_What is needed_
Gather every line of the material below that contains the word "clicks", treating uppercase and lowercase letters as distinct.

_Material supplied_
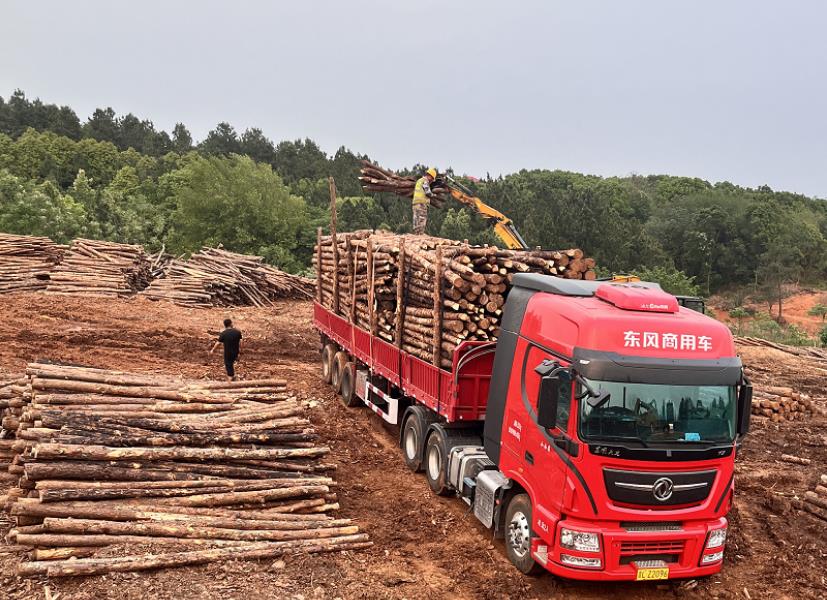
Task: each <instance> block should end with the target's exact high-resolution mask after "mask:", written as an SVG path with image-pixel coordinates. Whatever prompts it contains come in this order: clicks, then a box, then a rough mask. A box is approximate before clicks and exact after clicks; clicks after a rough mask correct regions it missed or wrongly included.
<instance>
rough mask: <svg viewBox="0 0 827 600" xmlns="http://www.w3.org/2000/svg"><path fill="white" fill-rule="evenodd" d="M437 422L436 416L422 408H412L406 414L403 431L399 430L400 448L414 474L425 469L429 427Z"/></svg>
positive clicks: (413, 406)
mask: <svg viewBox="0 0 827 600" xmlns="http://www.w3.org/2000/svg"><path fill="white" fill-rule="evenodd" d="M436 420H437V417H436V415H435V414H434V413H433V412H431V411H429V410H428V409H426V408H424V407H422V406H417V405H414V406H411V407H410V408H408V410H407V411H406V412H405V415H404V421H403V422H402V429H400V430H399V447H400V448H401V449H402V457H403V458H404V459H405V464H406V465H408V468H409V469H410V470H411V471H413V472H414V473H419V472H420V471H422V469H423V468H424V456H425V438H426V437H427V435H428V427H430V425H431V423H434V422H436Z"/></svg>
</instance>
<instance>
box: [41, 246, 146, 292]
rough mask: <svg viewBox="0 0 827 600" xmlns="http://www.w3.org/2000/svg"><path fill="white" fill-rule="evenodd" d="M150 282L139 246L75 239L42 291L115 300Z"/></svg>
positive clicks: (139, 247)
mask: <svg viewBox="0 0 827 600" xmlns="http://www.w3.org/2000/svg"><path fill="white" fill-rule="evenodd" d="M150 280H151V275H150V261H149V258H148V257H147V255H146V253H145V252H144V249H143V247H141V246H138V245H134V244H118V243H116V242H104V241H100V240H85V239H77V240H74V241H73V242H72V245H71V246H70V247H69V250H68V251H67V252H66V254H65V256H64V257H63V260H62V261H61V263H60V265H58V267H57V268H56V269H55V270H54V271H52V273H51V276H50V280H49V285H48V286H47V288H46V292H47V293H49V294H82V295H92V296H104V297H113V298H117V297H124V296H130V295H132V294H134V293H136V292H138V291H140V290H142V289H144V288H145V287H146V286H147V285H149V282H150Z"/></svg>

...

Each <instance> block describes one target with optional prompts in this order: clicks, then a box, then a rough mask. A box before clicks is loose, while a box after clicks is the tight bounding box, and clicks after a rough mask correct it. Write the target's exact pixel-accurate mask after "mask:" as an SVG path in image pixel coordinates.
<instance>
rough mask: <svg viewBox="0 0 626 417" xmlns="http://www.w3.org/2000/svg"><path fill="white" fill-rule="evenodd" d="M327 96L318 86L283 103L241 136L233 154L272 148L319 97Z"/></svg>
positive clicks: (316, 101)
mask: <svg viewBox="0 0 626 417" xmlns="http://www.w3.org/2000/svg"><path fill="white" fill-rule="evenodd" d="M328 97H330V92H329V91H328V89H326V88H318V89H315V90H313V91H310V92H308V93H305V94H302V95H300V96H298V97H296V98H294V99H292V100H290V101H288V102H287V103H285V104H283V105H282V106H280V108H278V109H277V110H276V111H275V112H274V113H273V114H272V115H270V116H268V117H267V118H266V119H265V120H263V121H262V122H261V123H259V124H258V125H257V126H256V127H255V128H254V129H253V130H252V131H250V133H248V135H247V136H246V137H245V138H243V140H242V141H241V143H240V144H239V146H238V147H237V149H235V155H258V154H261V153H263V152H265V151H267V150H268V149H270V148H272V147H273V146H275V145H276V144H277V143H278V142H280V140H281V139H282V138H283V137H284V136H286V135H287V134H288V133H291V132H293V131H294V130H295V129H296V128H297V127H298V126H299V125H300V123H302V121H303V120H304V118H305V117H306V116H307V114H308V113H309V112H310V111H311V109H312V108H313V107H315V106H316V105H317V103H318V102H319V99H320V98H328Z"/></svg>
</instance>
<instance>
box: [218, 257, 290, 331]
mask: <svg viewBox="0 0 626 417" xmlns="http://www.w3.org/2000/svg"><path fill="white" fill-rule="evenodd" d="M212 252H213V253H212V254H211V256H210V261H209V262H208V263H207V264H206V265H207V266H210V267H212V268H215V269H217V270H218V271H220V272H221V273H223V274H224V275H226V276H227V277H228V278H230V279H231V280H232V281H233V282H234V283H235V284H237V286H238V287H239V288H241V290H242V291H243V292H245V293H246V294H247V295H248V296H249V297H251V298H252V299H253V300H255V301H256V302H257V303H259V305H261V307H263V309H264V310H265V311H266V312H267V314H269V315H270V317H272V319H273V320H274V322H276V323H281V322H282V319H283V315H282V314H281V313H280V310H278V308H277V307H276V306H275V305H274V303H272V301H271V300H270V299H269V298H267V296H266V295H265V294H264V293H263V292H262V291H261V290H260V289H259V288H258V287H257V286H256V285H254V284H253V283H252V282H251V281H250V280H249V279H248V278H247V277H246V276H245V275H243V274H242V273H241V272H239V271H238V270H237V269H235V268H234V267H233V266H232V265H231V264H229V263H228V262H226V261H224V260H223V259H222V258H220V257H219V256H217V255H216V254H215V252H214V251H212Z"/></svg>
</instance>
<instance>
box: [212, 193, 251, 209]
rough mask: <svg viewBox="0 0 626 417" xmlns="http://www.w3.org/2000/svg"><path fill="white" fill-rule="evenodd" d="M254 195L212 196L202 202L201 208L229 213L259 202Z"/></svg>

_Completed task_
Task: each <instance> block should end with the target's exact high-resolution mask after "mask:", written as an SVG path with image-pixel coordinates. Whatever prompts it contains come in this order: clicks, then a box, then a rough mask. A box is approximate before clicks and exact after clicks; clicks after a rough mask correct regions it missed or wrongly included.
positive clicks: (413, 406)
positive clicks: (139, 247)
Each <instance> block describes one target with optional prompts in this order: clicks, then a box, then a rough mask. A box before clicks is loose, while a box after clicks is the tight bounding box, and clicks after a rough mask correct it. Write the target's exact pixel-accurate mask after "mask:" as an SVG path in image pixel coordinates.
positive clicks: (316, 101)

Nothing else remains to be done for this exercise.